§ REQUIREMENTS
Change every "window" to "casement" in the data, starting at the line that contains "Query: dry reed grass" and continuing through the end of the data, with everything else left as it is. Omit the picture lines from your answer.

Image location labeling data
***
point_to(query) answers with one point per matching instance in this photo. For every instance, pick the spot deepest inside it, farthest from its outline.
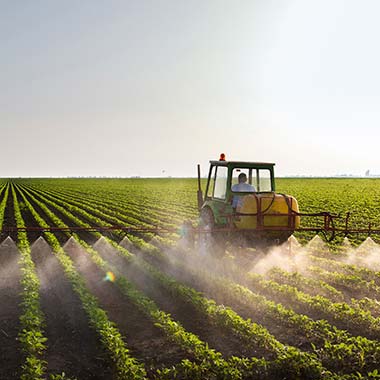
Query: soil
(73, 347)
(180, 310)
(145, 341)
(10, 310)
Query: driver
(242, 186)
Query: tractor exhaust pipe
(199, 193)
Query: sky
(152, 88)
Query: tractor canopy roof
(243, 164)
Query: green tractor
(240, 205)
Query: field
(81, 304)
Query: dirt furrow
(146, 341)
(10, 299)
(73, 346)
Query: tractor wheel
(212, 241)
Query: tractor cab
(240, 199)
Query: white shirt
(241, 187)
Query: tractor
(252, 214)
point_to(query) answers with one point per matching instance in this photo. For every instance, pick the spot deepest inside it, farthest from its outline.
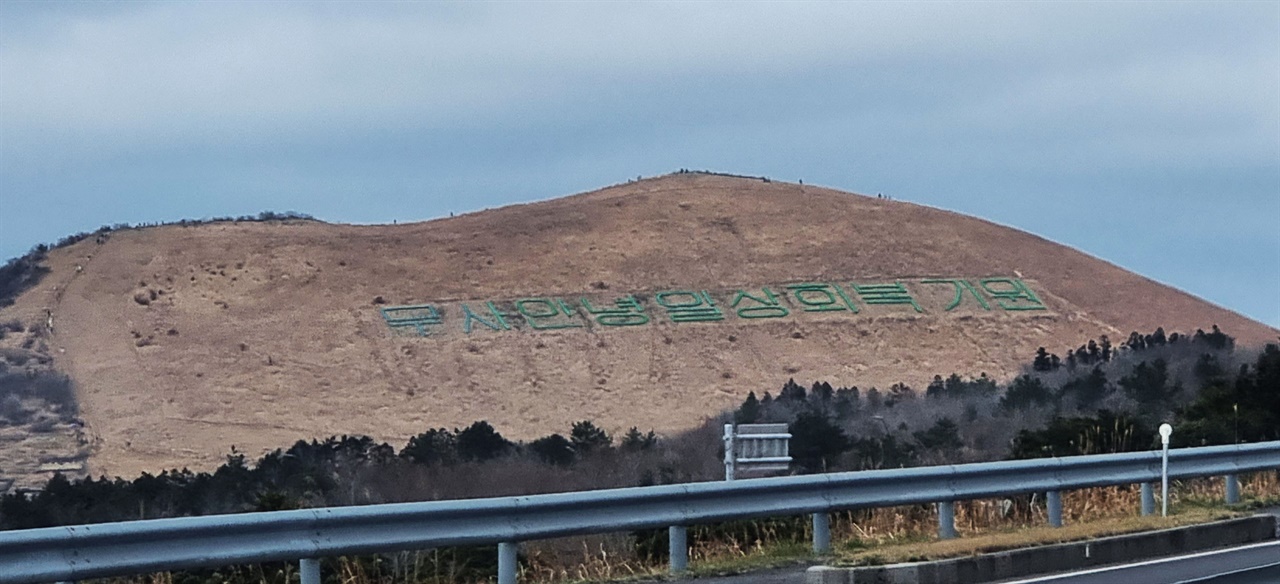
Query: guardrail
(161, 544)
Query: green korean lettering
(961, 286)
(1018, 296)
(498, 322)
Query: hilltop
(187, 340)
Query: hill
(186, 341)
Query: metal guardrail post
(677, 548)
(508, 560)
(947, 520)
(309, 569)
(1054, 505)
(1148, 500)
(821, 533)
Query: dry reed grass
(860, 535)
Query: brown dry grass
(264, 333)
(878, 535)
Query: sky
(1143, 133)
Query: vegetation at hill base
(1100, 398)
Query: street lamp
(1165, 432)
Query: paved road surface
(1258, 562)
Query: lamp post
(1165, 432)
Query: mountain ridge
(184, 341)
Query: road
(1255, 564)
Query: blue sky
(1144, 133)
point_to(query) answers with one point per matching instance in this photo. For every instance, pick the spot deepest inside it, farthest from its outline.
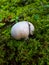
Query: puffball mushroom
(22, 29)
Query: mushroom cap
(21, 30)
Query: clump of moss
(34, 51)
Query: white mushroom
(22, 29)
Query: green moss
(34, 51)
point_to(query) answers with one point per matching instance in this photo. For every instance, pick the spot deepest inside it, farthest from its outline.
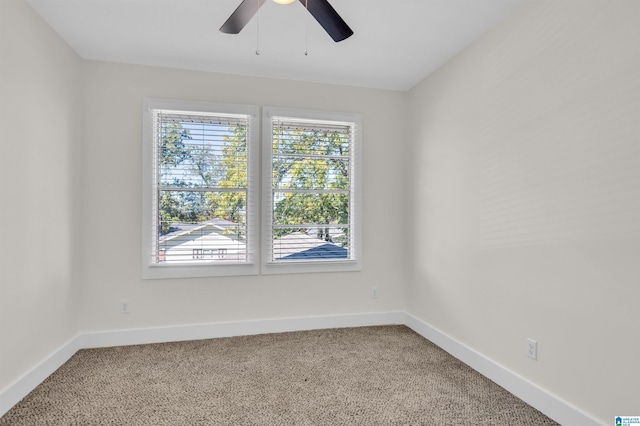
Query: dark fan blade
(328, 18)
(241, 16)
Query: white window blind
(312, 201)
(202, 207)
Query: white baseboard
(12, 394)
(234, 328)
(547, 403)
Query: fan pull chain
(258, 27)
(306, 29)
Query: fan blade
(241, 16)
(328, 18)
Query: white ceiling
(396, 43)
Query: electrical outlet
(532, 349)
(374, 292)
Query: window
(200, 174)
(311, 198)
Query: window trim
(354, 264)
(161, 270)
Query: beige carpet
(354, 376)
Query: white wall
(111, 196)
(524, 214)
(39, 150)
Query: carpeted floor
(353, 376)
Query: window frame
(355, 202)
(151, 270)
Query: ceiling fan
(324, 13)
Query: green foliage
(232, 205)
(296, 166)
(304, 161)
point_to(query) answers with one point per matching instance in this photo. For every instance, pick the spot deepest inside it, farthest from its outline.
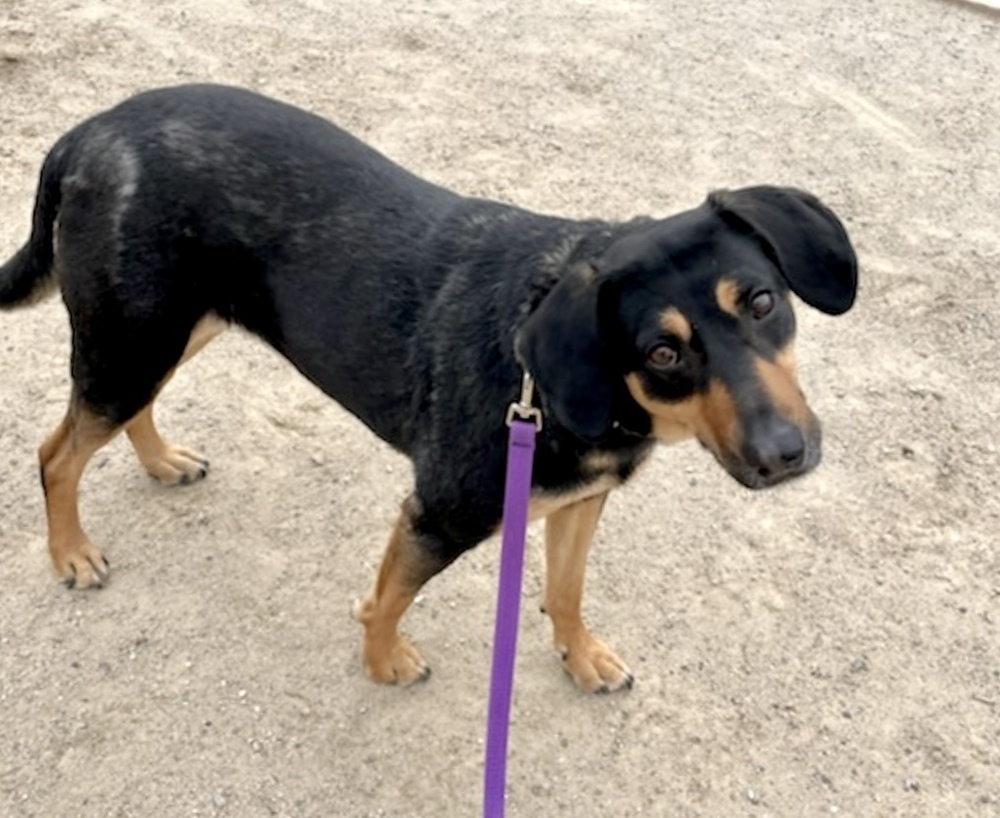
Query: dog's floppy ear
***
§ RESPONSE
Query: dry reed grass
(860, 535)
Query: brown dry grass
(264, 333)
(878, 535)
Query: sky
(1143, 133)
Query: vegetation at hill base
(1100, 398)
Query: street lamp
(1165, 432)
Query: paved road surface
(1258, 562)
Query: lamp post
(1165, 432)
Query: mountain ridge
(184, 341)
Query: road
(1255, 564)
Query: blue sky
(1144, 133)
point_to(query) answers with one point per matching instance in this photo. For every instance, pick the spot deepest inside it, farthest from its outline.
Query: puffball mushroom
(22, 29)
Query: mushroom cap
(21, 30)
Query: clump of moss
(34, 51)
Query: white mushroom
(22, 29)
Query: green moss
(34, 51)
point_to(query) answers with one point per matching instance in this photo. For every instance, pick the spot deepest inside it, farthest from its outline.
Query: dark fan blade
(328, 18)
(241, 16)
Query: white casement blind
(312, 201)
(202, 207)
Query: white baseboard
(12, 394)
(234, 328)
(547, 403)
Query: fan pull chain
(258, 27)
(306, 29)
Query: fan blade
(241, 16)
(328, 18)
Query: white ceiling
(396, 43)
Query: electrical outlet
(532, 349)
(374, 292)
Query: casement
(200, 174)
(311, 198)
Query: casement trim
(354, 264)
(161, 270)
Query: beige carpet
(354, 376)
Query: white wall
(111, 196)
(524, 214)
(39, 150)
Query: carpeted floor
(353, 376)
Query: casement frame
(355, 202)
(151, 270)
Query: ceiling fan
(324, 13)
Query: green foliage
(232, 205)
(296, 166)
(304, 161)
point_to(query) answers with one point per matching instance in this photo. For every instance, pick the spot deepest inside it, farthest from its outline.
Query: dog's floppy ear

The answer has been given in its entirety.